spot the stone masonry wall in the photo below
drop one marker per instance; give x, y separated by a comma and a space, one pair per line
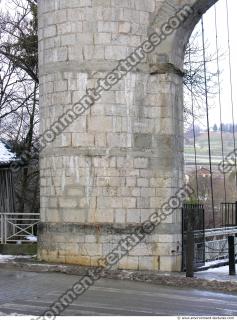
123, 158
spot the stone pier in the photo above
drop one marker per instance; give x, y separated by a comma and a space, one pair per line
119, 161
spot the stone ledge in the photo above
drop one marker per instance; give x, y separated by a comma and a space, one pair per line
166, 279
102, 228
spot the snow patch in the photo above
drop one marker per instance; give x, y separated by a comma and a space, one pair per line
5, 154
6, 258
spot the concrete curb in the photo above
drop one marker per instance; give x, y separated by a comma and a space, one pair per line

:: Given task ::
Rewrite all of the entries above with "marker" replaced by "pin" and everything else unchanged. Leave the pictures out.

:: Written response ::
spot the stone masonry wall in the photo below
drop one pin per instance; give x, y separated by a comma and a space, one pair per line
123, 158
spot the stone pier in the photo above
drop one pin per instance; give x, y separated by a comma and a space, one pair per line
119, 161
spot the stone ledge in the photo above
drop one pin per instance; give x, y separated by a comma and a space, one pair per line
166, 279
102, 228
spot the snow patch in the photo above
drop one pin per instance; give x, y separated by a comma and a space, one pair per line
5, 154
6, 258
spot the concrete curb in the photo above
drop one pin per instance; give x, y separated by a comma and a space, one pair per line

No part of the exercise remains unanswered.